MATERIAL FOR THE TASK below:
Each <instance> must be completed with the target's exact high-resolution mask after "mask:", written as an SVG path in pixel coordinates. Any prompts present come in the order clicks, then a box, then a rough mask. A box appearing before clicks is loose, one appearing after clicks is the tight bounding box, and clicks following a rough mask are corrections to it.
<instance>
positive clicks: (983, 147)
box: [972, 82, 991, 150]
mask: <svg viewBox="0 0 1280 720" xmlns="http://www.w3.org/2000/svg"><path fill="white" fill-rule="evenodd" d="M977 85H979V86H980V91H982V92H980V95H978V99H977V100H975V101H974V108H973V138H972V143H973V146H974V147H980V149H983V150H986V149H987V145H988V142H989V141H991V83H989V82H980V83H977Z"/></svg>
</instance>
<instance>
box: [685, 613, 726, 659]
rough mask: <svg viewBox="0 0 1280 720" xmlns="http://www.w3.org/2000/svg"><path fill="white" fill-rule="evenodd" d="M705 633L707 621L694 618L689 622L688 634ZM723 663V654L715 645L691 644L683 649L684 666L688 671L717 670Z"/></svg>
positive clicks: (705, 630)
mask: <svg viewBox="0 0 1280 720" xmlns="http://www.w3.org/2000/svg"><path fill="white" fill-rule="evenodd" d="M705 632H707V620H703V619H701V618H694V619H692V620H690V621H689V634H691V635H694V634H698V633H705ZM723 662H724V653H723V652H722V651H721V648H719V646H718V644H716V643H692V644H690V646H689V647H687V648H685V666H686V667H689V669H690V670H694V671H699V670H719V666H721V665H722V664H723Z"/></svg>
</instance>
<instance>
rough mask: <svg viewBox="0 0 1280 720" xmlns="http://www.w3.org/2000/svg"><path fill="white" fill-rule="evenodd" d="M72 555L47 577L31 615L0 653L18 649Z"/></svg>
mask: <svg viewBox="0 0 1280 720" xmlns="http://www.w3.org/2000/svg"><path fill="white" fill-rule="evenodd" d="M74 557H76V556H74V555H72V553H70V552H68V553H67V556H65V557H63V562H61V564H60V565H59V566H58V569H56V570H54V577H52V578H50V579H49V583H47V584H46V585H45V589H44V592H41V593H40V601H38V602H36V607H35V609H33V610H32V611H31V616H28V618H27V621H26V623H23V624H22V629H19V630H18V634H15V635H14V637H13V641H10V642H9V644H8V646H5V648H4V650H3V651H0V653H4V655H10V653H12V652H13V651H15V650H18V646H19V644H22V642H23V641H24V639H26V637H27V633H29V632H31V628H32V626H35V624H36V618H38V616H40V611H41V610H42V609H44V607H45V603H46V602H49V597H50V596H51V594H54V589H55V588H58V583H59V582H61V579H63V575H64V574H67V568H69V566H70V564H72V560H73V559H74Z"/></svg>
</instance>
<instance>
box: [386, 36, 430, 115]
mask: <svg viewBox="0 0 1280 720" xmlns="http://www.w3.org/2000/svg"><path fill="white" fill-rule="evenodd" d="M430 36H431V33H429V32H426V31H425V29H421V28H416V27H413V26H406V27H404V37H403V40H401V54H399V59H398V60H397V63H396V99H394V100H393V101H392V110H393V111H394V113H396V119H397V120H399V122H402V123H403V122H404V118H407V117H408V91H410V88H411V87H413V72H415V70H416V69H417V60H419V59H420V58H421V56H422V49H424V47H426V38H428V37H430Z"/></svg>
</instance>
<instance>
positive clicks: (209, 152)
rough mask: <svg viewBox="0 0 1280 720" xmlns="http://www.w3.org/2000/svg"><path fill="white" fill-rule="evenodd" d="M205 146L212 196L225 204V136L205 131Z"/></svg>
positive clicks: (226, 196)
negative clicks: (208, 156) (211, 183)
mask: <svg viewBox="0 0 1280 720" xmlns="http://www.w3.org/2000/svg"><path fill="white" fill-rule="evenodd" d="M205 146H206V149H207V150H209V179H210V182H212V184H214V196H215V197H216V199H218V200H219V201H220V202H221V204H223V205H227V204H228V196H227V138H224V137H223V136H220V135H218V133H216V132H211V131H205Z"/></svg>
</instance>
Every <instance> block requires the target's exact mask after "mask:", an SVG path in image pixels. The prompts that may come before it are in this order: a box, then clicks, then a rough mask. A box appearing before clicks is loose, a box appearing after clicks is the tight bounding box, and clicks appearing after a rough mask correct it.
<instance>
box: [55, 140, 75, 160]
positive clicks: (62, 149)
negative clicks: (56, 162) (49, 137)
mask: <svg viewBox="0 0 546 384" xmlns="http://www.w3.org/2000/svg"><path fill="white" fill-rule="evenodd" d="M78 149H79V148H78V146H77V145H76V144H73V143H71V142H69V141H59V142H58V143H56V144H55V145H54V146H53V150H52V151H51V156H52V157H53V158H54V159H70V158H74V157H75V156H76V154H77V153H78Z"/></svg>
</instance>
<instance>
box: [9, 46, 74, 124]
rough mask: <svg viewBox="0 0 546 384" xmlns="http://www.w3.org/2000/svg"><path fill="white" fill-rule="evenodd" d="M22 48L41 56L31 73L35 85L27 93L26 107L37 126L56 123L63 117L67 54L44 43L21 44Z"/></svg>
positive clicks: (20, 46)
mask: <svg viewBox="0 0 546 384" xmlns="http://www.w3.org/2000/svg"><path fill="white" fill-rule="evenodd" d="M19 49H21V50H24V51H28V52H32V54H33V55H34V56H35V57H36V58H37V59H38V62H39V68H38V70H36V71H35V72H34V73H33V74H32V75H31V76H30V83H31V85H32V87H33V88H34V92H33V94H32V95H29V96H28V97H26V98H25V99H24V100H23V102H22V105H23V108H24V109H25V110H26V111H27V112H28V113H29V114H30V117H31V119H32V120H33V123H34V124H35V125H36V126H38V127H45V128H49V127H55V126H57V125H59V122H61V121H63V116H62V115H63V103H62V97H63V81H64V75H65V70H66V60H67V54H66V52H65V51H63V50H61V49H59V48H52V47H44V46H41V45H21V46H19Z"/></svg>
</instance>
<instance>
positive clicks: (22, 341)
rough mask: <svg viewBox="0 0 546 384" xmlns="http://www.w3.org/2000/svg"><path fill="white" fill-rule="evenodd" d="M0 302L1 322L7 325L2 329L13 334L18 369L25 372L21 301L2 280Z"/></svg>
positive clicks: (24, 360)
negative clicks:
End of MATERIAL FOR THE TASK.
**WHAT IS EXPECTED:**
Count the lines in the items above that contain the string "come", with case counting, and give only the number.

**RESPONSE:**
2